§ EXTRACTED TEXT
┏━━

# Power – Definition, Formula, Unit, Problems

In everyday life, we hear the word “Power” rather often. While broadcasting a cricket match, cricket commentators may discuss the force behind a batsman’s stroke, while football commentators may discuss a particularly strong free-kick by a player. At some point or another, we’ve all arm-wrestled with a friend to see who is the most powerful. Before we discuss power, let’s discuss a few points of work and energy.

### Work

When a body or item moves due to the application of external force, it is said to be doing work. Work may be defined as an activity involving movement and force in the force’s direction.

When we push any object, we exert an external force known as F, and the object moves a given distance (d) as a result of this force. Displacement refers to the movement of a ball from one position to another. The work done here is calculated as W=F×d.

Joule is the SI unit of work. Newton-meter is the other unit of work.

### Energy

The ability to work is defined as energy. There is no way to generate or destroy energy. It can only be changed from one kind to the next. The unit of Energy is the same as the unit of Work, which is Joules. There are several forms of energy since they may be found in a variety of objects.

Kinetic and potential energy are two types of energy. Kinetic Energy is the energy carried in an item during motion and is measured by the quantity of work done, whereas Potential Energy is the energy stored in an item. Joule is the SI unit of Energy.

Some other types of energy are thermal energy, nuclear energy, heat energy, mechanical energy, electrical energy, radiant energy, chemical energy, gravitational energy, and elastic energy.

### Power

Work is defined as a force that causes displacement. The period of time that this force operates to generate the displacement has nothing to do with work. Sometimes the task is completed fast, while other times it is completed slowly. A rock climber, for example, takes an unusually long time to lift her body up a few meters along the edge of a cliff.

A trail hiker, on the other hand, who takes the simpler way up the mountain, may raise her body a few meters in a short period of time. Although the two persons perform the same amount of labor, the hiker completes it in significantly less time than the rock climber. The power is the quantity that has to do with the rate at which a specific amount of work is completed. The hiker surpasses the rock climber in terms of power. The rate at which work is completed is referred to as power.

Power is defined as the rate with which any work is done. Alternatively, work divided by time is known as power.

It is a **scalar quantity** and is denoted by P.

**The formula for power is given as:**

P = W ⁄ t

where,

- W is the work done
- t is the time for which work is done
- P is the power gain or loss.

**Units of Power:**

The SI unit of Power is **Watt (W) **whose multiples are: KW, MW, GW…

A Watt is defined as, when a body does work of one joule in one second it is called **One-Watt Power**.

**1 watt = 1 J / s**

Another unit of power is **Horsepower (hp), **where **1 hp = 746 W**.

Dimensional Formula for Power is **[ML ^{2}T^{3}]**.

┗━━

§ EXERCISE TASKS
a - Answer these from the article on power, one line each:
(i) What is the SI unit of work?
(ii) How many watts make up one horsepower?
(iii) Which of the two people in the mountain comparison has more power?
b - Name every unit of power that the article on power gives, counting the multiples of its SI unit.
c - Resume the article on power after its final line and keep writing in the same style.
The records that follow have nothing to do with the article on power.

§ RECORD EXCERPTS
┏━━

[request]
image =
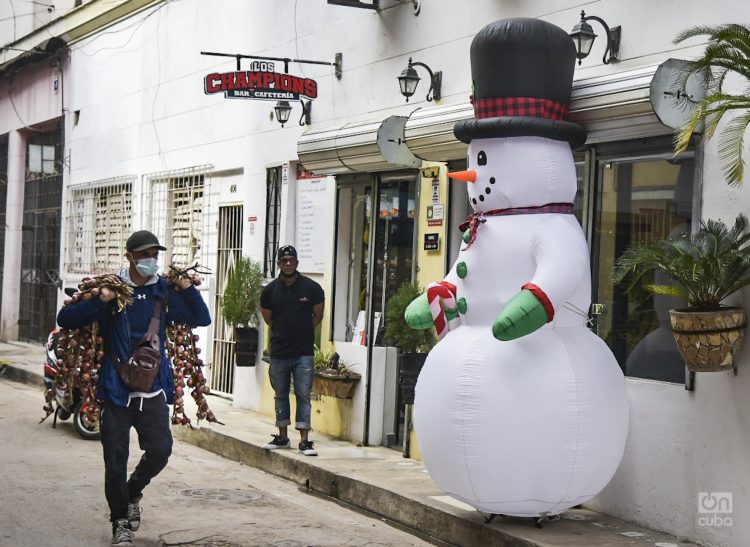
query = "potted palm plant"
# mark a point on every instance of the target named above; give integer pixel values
(332, 376)
(414, 344)
(726, 54)
(240, 307)
(707, 267)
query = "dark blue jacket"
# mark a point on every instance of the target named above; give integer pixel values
(122, 331)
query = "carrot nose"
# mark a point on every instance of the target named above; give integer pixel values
(466, 176)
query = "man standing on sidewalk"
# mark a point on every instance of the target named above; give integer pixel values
(292, 305)
(154, 300)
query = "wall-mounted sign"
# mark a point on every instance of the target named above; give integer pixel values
(260, 82)
(431, 242)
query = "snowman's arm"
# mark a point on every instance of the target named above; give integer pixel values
(562, 261)
(561, 256)
(418, 315)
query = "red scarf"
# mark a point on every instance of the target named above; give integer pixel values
(475, 220)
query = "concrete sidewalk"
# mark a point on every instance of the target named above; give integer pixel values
(376, 480)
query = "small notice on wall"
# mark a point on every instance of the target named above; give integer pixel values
(314, 225)
(435, 215)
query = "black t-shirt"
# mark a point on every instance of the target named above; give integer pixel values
(292, 333)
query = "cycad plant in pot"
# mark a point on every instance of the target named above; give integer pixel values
(707, 267)
(240, 307)
(332, 375)
(414, 344)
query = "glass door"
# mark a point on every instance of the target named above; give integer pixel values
(376, 221)
(638, 199)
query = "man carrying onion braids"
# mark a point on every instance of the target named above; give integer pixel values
(156, 303)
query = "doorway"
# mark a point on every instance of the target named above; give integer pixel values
(40, 247)
(638, 195)
(375, 249)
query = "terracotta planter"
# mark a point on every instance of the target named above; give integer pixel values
(332, 385)
(709, 341)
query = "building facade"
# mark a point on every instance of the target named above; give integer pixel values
(113, 118)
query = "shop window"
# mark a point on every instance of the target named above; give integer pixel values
(178, 212)
(273, 220)
(639, 198)
(98, 223)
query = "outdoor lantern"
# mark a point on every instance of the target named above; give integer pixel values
(409, 79)
(282, 110)
(583, 36)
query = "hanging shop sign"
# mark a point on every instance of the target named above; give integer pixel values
(260, 82)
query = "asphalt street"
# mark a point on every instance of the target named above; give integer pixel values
(53, 494)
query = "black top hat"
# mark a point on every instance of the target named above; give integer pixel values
(522, 72)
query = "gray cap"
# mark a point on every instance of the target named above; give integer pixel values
(142, 240)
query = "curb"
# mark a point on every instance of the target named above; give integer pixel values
(18, 374)
(406, 512)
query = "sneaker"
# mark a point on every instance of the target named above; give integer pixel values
(121, 533)
(307, 449)
(277, 442)
(134, 514)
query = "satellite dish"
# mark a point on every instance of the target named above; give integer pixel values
(672, 104)
(392, 143)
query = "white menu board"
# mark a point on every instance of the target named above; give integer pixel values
(313, 226)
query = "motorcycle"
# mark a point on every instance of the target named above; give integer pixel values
(67, 402)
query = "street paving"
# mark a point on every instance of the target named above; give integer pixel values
(53, 494)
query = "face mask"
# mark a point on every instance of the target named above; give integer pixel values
(147, 267)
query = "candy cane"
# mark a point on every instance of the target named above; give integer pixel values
(437, 294)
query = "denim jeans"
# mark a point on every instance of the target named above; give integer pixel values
(282, 372)
(150, 417)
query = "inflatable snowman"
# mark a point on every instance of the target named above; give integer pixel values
(519, 409)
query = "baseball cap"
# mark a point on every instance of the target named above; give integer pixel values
(142, 240)
(286, 250)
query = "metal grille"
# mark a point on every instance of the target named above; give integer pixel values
(3, 202)
(273, 219)
(178, 212)
(98, 223)
(229, 251)
(40, 254)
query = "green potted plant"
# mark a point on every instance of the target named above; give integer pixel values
(241, 306)
(413, 344)
(706, 267)
(332, 376)
(726, 53)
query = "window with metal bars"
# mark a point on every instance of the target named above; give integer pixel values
(98, 223)
(273, 219)
(177, 213)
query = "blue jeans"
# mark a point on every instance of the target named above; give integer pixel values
(282, 372)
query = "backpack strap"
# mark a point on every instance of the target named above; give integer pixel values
(153, 326)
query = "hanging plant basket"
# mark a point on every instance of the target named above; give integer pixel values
(709, 341)
(335, 385)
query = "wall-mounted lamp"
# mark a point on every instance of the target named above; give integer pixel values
(409, 79)
(283, 110)
(583, 36)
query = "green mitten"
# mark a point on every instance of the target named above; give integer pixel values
(418, 315)
(521, 316)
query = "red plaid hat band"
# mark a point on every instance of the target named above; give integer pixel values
(495, 107)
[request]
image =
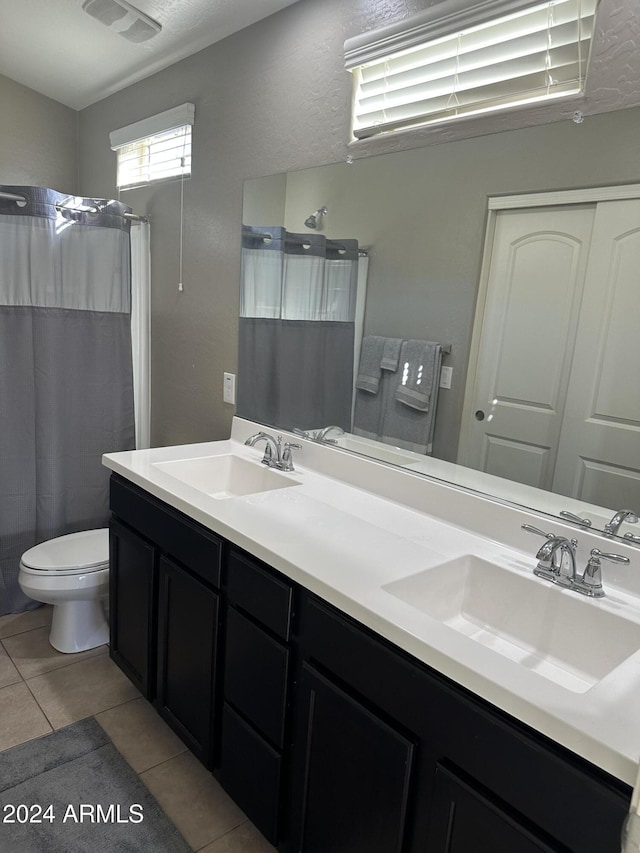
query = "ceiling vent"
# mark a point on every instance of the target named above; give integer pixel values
(124, 18)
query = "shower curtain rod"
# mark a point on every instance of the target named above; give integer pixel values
(133, 217)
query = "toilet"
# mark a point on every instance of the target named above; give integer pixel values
(72, 573)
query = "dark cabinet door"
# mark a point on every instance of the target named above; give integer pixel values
(351, 786)
(464, 820)
(187, 636)
(132, 606)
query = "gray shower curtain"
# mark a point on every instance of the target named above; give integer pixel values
(297, 329)
(66, 387)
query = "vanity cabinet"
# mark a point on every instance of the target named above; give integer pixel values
(352, 783)
(472, 777)
(187, 640)
(256, 689)
(164, 611)
(329, 737)
(133, 585)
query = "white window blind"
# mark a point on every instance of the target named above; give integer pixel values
(154, 149)
(435, 73)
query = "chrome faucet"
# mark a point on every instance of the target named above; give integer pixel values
(591, 581)
(320, 434)
(556, 557)
(628, 515)
(562, 568)
(557, 563)
(275, 454)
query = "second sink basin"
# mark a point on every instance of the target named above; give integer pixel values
(226, 476)
(560, 635)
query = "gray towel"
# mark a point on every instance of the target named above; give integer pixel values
(420, 371)
(391, 354)
(408, 425)
(369, 371)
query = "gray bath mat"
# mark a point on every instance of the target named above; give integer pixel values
(72, 792)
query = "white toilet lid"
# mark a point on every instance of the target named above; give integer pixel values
(86, 550)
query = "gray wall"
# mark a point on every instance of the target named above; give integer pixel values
(422, 214)
(271, 98)
(39, 140)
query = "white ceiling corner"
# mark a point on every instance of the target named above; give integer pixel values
(55, 48)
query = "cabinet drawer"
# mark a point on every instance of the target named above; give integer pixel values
(189, 543)
(255, 680)
(250, 773)
(260, 593)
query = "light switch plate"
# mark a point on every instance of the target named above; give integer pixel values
(445, 377)
(229, 388)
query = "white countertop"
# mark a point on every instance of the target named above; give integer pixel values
(352, 526)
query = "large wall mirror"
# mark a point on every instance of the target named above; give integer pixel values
(421, 217)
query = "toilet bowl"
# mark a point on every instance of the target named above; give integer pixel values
(72, 573)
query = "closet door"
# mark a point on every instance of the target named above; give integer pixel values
(599, 451)
(536, 278)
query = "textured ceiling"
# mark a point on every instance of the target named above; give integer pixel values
(54, 47)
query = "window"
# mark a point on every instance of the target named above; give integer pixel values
(154, 149)
(452, 62)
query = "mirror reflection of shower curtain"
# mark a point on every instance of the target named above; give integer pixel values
(65, 369)
(296, 336)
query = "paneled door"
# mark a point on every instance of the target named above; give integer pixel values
(536, 279)
(556, 402)
(599, 450)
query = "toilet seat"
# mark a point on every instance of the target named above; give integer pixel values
(73, 554)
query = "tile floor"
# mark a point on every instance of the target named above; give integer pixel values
(42, 690)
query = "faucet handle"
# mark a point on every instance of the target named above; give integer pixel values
(287, 460)
(591, 581)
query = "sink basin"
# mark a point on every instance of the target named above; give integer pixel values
(226, 476)
(559, 635)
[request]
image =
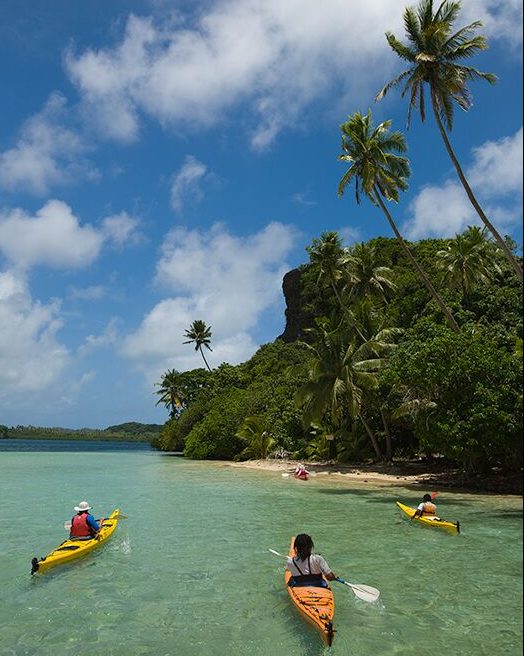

┗━━

§ THE ANSWERS
a -
(i) Joule
(ii) 746 W
(iii) The trail hiker

b - Watt (W), KW, MW, GW, horsepower (hp)

c -
### Power in Terms of Force and Velocity

We already know that power is the rate at which work is completed in a given amount of time. As a result, the power may be defined as follows at any given time:

P = dW ⁄ dt

Here, dW is the work done in time interval dt.

As we know, W = F d, substitute W in the above equation. (Assume d = x)

P = F dx ⁄ dt

Here, dx is the displacement in time interval dt.

We know, v = dx ⁄ dt; substitute v in the above equation.

P = F v

Here, velocity and force are vector quantities and power is the scalar product of these vectors.

Therefore, the derived formula of power is given as:

P = F v cosθ

Here, θ is the angle between force and velocity vector.

### Sample Problems

**Problem 1: A boy pushes a box of 20 kg up to a distance of 5 m for 10 seconds. Calculate the power delivered to the box.**

**Solution:**

Given,

Mass of the box, m = 20 kg

Displacement covered, d = 5 m

Time of displacement, t = 10 s

Weight of the box, F = mg = 20 ×10 N = 200 N

Work done by the boy, W = F d = 200 N ×5 J = 1000 J

Power delivered, P = W ⁄ t = 1000 / (10 J/s) = 100 J/s

Hence, power delivered to the box is

100 J/s.

**Problem 2: A pump is required to lift 500 kg of water per minute from an 8 m deep well and eject it with a speed of 25 m/s. Calculate the power of the pump.**

**Solution:**

Given,

Mass of the water, m = 500 kg

Height covered, h = 8 m

Eject velocity of water, v = 25 m/s

Delivery time, t = 1 min = 60 s

Total energy is converted into work, W = E = m g h+(1/2) m v

^{2}= (500×10×8)+(500×25×25)/2

= (40000+156250) J

=196250 J

Power delivered, P = W / t

=196250 J / 60 J

= 3271 W

Hence, power delivered by pump is

3271 W.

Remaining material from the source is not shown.